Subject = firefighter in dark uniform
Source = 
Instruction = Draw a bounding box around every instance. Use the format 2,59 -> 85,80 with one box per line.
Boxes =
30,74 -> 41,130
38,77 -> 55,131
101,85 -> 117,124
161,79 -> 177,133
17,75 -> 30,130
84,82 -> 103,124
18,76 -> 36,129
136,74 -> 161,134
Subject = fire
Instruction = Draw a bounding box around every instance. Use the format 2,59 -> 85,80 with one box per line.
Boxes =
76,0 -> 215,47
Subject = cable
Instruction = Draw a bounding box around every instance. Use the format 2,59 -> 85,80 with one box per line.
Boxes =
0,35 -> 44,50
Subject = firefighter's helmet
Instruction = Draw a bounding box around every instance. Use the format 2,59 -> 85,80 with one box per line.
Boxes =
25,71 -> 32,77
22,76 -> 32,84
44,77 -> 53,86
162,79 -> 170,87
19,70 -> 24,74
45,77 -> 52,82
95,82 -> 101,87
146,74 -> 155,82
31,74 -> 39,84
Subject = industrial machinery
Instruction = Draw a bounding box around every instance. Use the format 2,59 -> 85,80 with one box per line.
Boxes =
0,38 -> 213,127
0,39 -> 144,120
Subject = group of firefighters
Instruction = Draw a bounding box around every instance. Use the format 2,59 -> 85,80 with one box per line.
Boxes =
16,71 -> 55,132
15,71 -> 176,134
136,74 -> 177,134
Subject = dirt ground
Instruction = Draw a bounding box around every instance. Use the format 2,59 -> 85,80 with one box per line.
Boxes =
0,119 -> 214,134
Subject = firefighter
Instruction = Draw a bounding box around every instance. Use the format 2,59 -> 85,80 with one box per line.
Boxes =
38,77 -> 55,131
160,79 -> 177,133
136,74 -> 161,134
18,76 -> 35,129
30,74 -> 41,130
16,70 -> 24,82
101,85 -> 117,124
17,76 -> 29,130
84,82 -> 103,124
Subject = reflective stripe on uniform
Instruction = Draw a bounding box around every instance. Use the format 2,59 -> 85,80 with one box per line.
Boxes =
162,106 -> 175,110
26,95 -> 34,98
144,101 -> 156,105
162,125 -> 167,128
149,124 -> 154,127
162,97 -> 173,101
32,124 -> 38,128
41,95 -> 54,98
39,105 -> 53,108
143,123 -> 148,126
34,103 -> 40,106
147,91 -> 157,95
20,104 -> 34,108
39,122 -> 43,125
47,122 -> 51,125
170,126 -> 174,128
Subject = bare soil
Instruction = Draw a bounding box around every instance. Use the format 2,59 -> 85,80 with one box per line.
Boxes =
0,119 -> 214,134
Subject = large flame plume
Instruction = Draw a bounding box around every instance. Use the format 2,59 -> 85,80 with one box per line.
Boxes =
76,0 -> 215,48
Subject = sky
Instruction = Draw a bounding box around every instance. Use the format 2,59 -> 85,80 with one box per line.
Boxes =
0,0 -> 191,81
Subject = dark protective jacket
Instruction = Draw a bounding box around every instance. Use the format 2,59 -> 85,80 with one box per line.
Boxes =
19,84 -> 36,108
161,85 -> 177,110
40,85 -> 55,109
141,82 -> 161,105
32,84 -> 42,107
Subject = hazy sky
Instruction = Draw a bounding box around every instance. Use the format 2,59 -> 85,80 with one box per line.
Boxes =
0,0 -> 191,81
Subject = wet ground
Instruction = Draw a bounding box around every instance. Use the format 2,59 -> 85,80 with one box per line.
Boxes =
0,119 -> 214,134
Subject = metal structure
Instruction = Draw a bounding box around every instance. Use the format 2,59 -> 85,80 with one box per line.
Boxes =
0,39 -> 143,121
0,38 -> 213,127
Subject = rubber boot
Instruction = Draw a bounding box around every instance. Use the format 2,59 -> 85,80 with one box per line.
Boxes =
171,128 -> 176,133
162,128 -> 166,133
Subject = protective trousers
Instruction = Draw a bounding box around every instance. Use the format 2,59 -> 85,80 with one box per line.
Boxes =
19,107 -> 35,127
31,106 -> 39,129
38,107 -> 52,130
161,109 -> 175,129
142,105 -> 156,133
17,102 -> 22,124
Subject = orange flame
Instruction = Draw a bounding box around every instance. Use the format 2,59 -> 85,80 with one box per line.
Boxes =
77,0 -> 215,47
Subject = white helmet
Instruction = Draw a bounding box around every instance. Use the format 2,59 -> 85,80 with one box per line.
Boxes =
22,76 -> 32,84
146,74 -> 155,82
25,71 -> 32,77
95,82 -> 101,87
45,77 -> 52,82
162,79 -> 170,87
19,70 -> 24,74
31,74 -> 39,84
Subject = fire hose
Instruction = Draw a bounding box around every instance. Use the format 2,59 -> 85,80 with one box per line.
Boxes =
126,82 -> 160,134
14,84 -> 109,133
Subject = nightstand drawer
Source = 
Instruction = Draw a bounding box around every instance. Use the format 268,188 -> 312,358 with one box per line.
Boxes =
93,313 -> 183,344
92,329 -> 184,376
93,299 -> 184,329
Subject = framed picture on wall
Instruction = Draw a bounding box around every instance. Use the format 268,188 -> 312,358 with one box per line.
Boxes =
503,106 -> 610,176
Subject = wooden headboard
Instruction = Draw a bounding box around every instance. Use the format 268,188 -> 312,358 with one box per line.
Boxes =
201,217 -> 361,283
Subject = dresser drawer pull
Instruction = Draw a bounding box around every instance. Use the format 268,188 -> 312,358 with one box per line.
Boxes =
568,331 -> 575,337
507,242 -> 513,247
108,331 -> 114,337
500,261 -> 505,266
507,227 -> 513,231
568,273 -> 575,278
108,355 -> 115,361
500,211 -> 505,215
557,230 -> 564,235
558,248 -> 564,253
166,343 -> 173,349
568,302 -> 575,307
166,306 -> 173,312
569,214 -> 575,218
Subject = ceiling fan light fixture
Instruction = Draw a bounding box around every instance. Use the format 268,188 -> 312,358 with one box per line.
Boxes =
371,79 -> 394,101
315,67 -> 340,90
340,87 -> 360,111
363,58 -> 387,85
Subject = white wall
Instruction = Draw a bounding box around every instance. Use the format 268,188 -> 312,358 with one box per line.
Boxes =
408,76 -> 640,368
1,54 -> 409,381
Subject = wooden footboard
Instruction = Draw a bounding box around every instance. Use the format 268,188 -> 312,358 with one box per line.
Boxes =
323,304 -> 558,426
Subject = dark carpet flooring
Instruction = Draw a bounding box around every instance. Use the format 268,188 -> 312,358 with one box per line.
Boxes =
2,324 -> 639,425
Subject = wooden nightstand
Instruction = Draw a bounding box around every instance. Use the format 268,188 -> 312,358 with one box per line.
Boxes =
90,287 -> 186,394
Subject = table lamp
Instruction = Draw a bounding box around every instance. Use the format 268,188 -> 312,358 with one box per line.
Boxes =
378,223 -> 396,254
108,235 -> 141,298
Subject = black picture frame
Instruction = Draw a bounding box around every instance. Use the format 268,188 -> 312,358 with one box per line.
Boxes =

===============

### Activity
Each of the entries above needs to be given again exactly.

### Answer to this problem
Subject = firefighter in dark uniform
Source = 
Instruction = Draw a bounding box around every instance. Use the format 2,59 -> 85,80 with one box per line.
Boxes =
30,74 -> 41,130
38,77 -> 55,131
101,85 -> 117,124
161,79 -> 177,133
17,75 -> 30,130
84,82 -> 103,124
18,76 -> 36,129
136,74 -> 161,134
Subject = fire
Instruction = Draw a bounding box around every instance. Use the format 2,59 -> 85,80 with one box per line.
Boxes =
76,0 -> 215,47
Subject = cable
Instruction = Draw a bounding box around every instance. Use the format 2,59 -> 85,80 with one box per line.
Boxes =
0,35 -> 44,50
Subject = firefighter's helmet
Instruction = Draw a bounding box around every instance. Use the format 2,59 -> 85,80 with one box per line.
Boxes =
25,71 -> 32,77
22,76 -> 32,84
44,77 -> 53,86
162,79 -> 170,87
19,70 -> 24,74
45,77 -> 52,82
95,82 -> 101,87
146,74 -> 155,82
31,74 -> 39,84
Subject = industrial machinery
Instruction = Draw a bounding box around every instance. Use the format 2,59 -> 85,80 with one box per line.
Boxes =
0,38 -> 213,127
0,39 -> 144,120
Subject = group of firefighters
Instruction = Draw a bounding box around every instance. Use the format 2,59 -> 85,80 with one box per line.
Boxes =
16,71 -> 55,132
15,71 -> 176,134
136,74 -> 177,134
Subject = dirt ground
Instruction = Draw a bounding box around every instance. Use the format 2,59 -> 85,80 with one box per line.
Boxes =
0,119 -> 214,134
Subject = firefighter
Instruction = Draw a bounding box around every instance. Use the format 2,59 -> 85,80 with one box per line.
Boxes =
38,77 -> 55,131
160,79 -> 177,133
136,74 -> 161,134
18,76 -> 35,129
30,74 -> 41,130
16,70 -> 24,82
101,85 -> 117,124
17,76 -> 29,130
84,82 -> 103,124
Subject = reflective stripe on uniform
Instruction = Draw a bounding box around every instance. Use the format 2,59 -> 85,80 with one box per line.
Boxes =
162,106 -> 175,110
26,95 -> 34,98
144,101 -> 156,105
162,125 -> 167,128
149,124 -> 154,127
162,97 -> 173,101
32,124 -> 38,128
41,95 -> 54,98
39,105 -> 53,108
143,123 -> 148,126
34,103 -> 40,106
147,91 -> 157,95
20,104 -> 34,108
39,122 -> 43,125
47,122 -> 51,125
170,126 -> 174,128
Subject = bare soil
Instruction = Draw a bounding box around every instance. Use the format 2,59 -> 85,80 with one box per line.
Boxes =
0,119 -> 214,134
Subject = large flame plume
Instruction = Draw a bounding box around every instance. Use the format 2,59 -> 85,80 with one box per line.
Boxes =
76,0 -> 215,48
Subject = sky
Instruction = Draw a bounding box around every instance. Use the format 2,59 -> 85,80 with one box per line.
Boxes =
0,0 -> 191,81
Subject = dark protective jacket
Instruction = Draw a bounding box around every instance. Use the format 2,59 -> 85,80 with one box per line.
Boxes =
19,84 -> 36,108
161,85 -> 177,110
40,85 -> 55,109
141,82 -> 161,105
32,84 -> 42,107
Subject = hazy sky
Instruction = Draw a bounding box around every instance. Use the format 2,59 -> 85,80 with one box per line.
Boxes =
0,0 -> 191,81
Subject = wet ground
Instruction = Draw a bounding box around every instance. Use the format 2,59 -> 85,80 with one box per line.
Boxes =
0,119 -> 214,134
Subject = metal structure
Instruction = Draw a bounding box around every instance. Use the format 2,59 -> 85,80 with one box per line.
Boxes =
0,39 -> 143,121
0,38 -> 213,127
Subject = rubber boot
Instruction = Draw a bounding box around every instance. Use the format 2,59 -> 85,80 with one box per line.
Boxes =
171,128 -> 176,133
162,128 -> 166,133
Subject = protective trousers
Instruction = Draw a bounding box around every instance. Use the format 2,59 -> 85,80 with one box per line.
Boxes =
19,107 -> 35,127
31,106 -> 39,129
38,107 -> 52,130
161,109 -> 175,129
142,105 -> 156,133
17,102 -> 22,124
Subject = orange flame
Instruction = Draw a bounding box around every instance. Use the format 2,59 -> 85,80 with one box per line.
Boxes =
77,0 -> 215,47
Subject = white helmet
Instruction = Draw a bounding box around every instance. Use the format 2,59 -> 85,80 with one box per line.
Boxes =
22,76 -> 32,84
146,74 -> 155,82
25,71 -> 32,77
95,82 -> 101,87
45,77 -> 52,82
162,79 -> 170,87
19,70 -> 24,74
31,74 -> 39,84
Subject = fire hose
Instruction = Draw a bounding box around every instance. Use the format 2,59 -> 85,80 with one box per line.
Boxes =
126,82 -> 160,134
14,84 -> 109,133
Subject = nightstand drawer
Source = 
Instruction = Draw a bounding box around every instance. Use the format 268,188 -> 312,358 with one box per line.
Boxes =
93,313 -> 183,344
92,329 -> 184,376
93,299 -> 184,329
Subject = framed picture on wall
Instruction = Draw a bounding box around every instance. Use the format 268,188 -> 312,358 with one box per line.
Boxes =
503,106 -> 610,176
Subject = wooden headboard
Instruction = Draw a bounding box around every instance. Use the format 268,188 -> 312,358 with one box per line.
Boxes =
201,217 -> 361,283
Subject = dresser drawer pull
Instruction = Draw a bounding box around every instance. Use the format 268,188 -> 312,358 with one box per line.
Boxes =
568,331 -> 575,337
507,242 -> 513,247
108,331 -> 114,337
500,261 -> 505,266
507,227 -> 513,231
568,273 -> 575,278
108,355 -> 115,361
500,211 -> 505,215
557,230 -> 564,235
558,248 -> 564,253
166,343 -> 173,349
568,302 -> 575,307
166,306 -> 173,312
569,214 -> 575,218
Subject = ceiling fan light fixture
Instruction = Draw a bounding box around every instance. Use the format 268,188 -> 312,358 with one box per line.
Boxes =
371,79 -> 394,101
315,67 -> 340,90
340,87 -> 360,111
363,58 -> 387,85
Subject = white wall
Instruction = Draw a bounding box around every instance. Use the format 268,188 -> 312,358 with one box per line.
Boxes =
408,76 -> 640,368
1,54 -> 409,381
Subject = wooden footboard
Instruction = Draw a bounding box around every instance. Use the format 268,188 -> 312,358 with one box per line.
Boxes =
323,304 -> 558,426
Subject = dark carpet flooring
Instruction = Draw a bounding box around every instance. Use the format 268,188 -> 312,358 with one box per line.
Boxes =
2,324 -> 639,425
Subject = wooden nightstand
Instruction = Draw a bounding box around every instance. Use the format 268,188 -> 312,358 with one box per line.
Boxes =
90,287 -> 186,394
Subject = table lamp
Instruction = Draw a bounding box around every instance. Use the format 268,188 -> 312,358 with one box per line.
Boxes =
378,223 -> 396,254
108,235 -> 141,298
Subject = black picture frame
Instruction = Draw a bounding box around every instance. Use the format 268,188 -> 312,358 with one box per line.
Boxes =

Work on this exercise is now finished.